**SUPPLIED TEXT:**
====================

We screened effect of a chemical chaperone both on enzyme activity and on protein expression in various missense mutations which identified in Korean Patients with Fabry Disease. The chemical chaperone DGJ enhanced more effectively in milder mutations associated with the atypical form of Fabry disease.

Methods

Patients

To date, 13 male patients with classic Fabry disease and 2 male patients with the atypical form of the disease have been enrolled in the Korean Fabry Registry. The patients are between 13 and 48 years of age (mean 28.6 ± 11.89 years) and are unrelated. Diagnosis was confirmed via the GLA assay and DNA analysis of peripheral blood leukocytes. Mutations in the GLA gene were identified in all patients. This study was approved by the institutional review boards (# 2007-9006) of Asan Medical Center, Seoul, and all patients or their parents provided written informed consent.

Genomic DNA analysis

Genomic DNA was extracted from peripheral blood leukocytes or EBV immortalized cell lines using the Puregene DNA isolation kit (Gentra). The GLA coding regions were amplified via PCR. The PCR products were directly sequenced using the BigDye termination kit, version 3.0 (Applied Biosystems), with the same primers used in the amplification reactions.

Plasmid construction and mutagenesis

The GLA cDNA used in this study was kindly provided by Genzyme. The pcDNA3 mammalian expression vector (Invitrogen) was used for the cloning of non-tagged normal GLA. Mutant GLA constructs were generated using the PCR-based DpnI-treatment site-directed mutagenesis method as a series of base substitutions in full-length GLA cDNA of pcDNA3 (Li and Wilkinson, 1997). Mutation sites were confirmed via sequence analysis with the BigDye termination kit, version 3.0 (Applied Biosystems).

Cell culture and transfection

COS-7 cells were maintained in DMEM, supplemented with 10% FBS, 100 mg/ml streptomycin and 100 U/ml of penicillin. Transient trasfection was performed using Lipofectamine 2000 reagent (Invitrogen) with 2 µg of plasmid construct, according to the manufacturer's instructions. 1 µg of pSV-B-galactosidase plasmid (Promega) was used to monitor the transfection efficiency. Cells were further incubated until harvest at 37℃ in an atmosphere containing 5% CO2.

====================

**GIVEN INFORMATION:**
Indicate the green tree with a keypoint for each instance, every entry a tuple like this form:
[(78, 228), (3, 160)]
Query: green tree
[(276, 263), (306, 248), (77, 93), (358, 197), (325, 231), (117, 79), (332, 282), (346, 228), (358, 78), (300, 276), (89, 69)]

====================

**ACTIVITY:** According to the Fabry disease methods text, which kit was used to extract genomic DNA? Nothing in the material is needed here.

**RESPONSE:** The Puregene DNA isolation kit (Gentra).